## What you are asked to do
What is needed is a word-for-word copy of the records below.

Records provided section start

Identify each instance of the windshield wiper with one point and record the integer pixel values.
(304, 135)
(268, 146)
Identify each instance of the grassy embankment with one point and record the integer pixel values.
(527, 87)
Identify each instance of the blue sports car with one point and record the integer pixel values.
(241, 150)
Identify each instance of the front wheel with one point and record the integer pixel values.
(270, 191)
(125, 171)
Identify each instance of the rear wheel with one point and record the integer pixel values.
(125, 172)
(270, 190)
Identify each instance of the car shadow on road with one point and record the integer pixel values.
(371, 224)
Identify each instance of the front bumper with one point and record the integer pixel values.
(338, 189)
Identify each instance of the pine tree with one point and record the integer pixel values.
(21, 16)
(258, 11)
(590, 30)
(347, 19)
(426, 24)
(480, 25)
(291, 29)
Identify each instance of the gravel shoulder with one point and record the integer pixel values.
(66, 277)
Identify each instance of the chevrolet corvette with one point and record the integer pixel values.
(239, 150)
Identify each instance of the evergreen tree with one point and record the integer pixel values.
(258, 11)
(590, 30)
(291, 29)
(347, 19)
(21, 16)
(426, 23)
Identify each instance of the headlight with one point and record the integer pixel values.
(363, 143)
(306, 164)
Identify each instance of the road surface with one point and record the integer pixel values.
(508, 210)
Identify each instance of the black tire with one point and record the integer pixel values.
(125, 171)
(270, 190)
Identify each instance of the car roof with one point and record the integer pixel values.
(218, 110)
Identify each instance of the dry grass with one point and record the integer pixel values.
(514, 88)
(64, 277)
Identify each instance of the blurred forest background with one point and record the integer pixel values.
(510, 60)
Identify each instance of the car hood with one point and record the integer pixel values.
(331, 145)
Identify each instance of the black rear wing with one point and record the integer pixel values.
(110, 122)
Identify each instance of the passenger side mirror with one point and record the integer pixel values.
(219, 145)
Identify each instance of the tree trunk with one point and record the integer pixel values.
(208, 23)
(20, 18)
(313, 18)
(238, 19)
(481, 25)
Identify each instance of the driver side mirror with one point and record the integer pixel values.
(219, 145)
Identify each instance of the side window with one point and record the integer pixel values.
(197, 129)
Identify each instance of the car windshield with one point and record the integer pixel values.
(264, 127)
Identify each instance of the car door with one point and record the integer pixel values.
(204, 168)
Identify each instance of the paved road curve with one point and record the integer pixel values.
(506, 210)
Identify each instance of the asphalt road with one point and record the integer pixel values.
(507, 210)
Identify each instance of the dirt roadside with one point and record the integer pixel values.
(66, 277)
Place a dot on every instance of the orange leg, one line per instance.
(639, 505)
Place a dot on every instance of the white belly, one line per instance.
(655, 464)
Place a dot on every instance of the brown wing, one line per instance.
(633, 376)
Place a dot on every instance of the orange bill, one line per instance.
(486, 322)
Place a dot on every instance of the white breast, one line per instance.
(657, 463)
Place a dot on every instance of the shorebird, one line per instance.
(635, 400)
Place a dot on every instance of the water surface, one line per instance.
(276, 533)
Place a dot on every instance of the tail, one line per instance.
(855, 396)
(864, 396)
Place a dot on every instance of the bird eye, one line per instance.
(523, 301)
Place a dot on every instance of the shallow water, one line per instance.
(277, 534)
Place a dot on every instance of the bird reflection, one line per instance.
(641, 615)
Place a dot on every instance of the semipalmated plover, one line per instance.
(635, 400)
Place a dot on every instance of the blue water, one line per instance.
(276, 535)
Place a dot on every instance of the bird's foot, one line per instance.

Records provided section end

## Response
Identify each instance of the windshield wiper with one point and record the integer pixel values.
(304, 135)
(268, 146)
Identify each instance of the grassy embankment with one point and record the integer pixel values.
(527, 87)
Identify each instance of the blue sports car with one point and record the integer pixel values.
(241, 150)
Identify each instance of the front wheel with one point and record the integer pixel values.
(270, 191)
(125, 171)
Identify each instance of the rear wheel with one point and record the integer pixel values.
(125, 172)
(270, 190)
Identify each instance of the car shadow on road with one point and record the integer pixel values.
(371, 224)
Identify each instance of the front bumper with one point and record the integer pixel values.
(338, 189)
Identify each instance of the pine tree with one point and record the integer pixel values.
(21, 16)
(258, 11)
(590, 30)
(347, 19)
(426, 24)
(480, 25)
(291, 29)
Identify each instance of the gravel shoulder with one point and record the integer pixel values.
(66, 277)
Identify each instance of the chevrolet corvette with one point and record the integer pixel values.
(239, 150)
Identify each instance of the evergreen tree with one point and record the integer pixel values.
(258, 11)
(590, 30)
(291, 29)
(347, 19)
(21, 16)
(426, 23)
Identify each instance of the headlight with one point and record the integer pixel values.
(363, 143)
(306, 164)
Identify each instance of the road surface with one point and record the integer pixel values.
(508, 210)
Identify each instance of the black tire with one point and record the integer pixel values.
(125, 171)
(270, 190)
Identify each instance of the car roof with one point and record the integer pixel values.
(218, 110)
Identify each instance of the dry grass with one point and record the integer pixel values.
(514, 88)
(64, 277)
Identify each instance of the blurred forest background with one point and record the integer pixel values.
(510, 60)
Identify each instance of the car hood with one point and record the integer pixel values.
(331, 145)
Identify each instance of the black rear wing with one point and record the integer pixel values.
(110, 122)
Identify each instance of the passenger side mirror with one point and record the integer pixel values.
(219, 145)
Identify each instance of the tree trunk with one point and record the integer pixel values.
(208, 23)
(20, 18)
(313, 18)
(238, 19)
(481, 25)
Identify each instance of the driver side mirror with one point and record the integer pixel values.
(219, 145)
Identify each instance of the side window with one point and record the integer pixel values.
(197, 129)
Identify each instance of the car windshield with one point and record the integer pixel values.
(264, 127)
Identify each instance of the car door with one point and record the integer pixel values.
(204, 168)
Identify each instance of the paved road curve with one point and record the integer pixel values.
(506, 210)
Identify each instance of the asphalt road with one point and record the integer pixel values.
(507, 210)
Identify each instance of the dirt roadside with one point and record the integer pixel values.
(66, 277)
Place a dot on every instance of the orange leg, one line per instance.
(639, 505)
Place a dot on every instance of the white belly, one line per instance.
(655, 464)
Place a dot on every instance of the brown wing, one line per instance.
(633, 376)
Place a dot on every instance of the orange bill, one line per instance.
(486, 322)
Place a dot on every instance of the white breast, one line per instance.
(657, 463)
Place a dot on every instance of the shorebird, one line per instance.
(635, 400)
Place a dot on every instance of the water surface, one line per instance.
(276, 533)
Place a dot on every instance of the tail, one line per instance.
(855, 396)
(864, 396)
Place a dot on every instance of the bird eye, one line per instance.
(523, 301)
Place a dot on every instance of the shallow water, one line per instance.
(277, 534)
Place a dot on every instance of the bird reflection, one line per instance.
(641, 615)
Place a dot on every instance of the semipalmated plover, one line per instance.
(635, 400)
Place a dot on every instance of the blue water, one line per instance.
(276, 535)
Place a dot on every instance of the bird's foot, one line per instance.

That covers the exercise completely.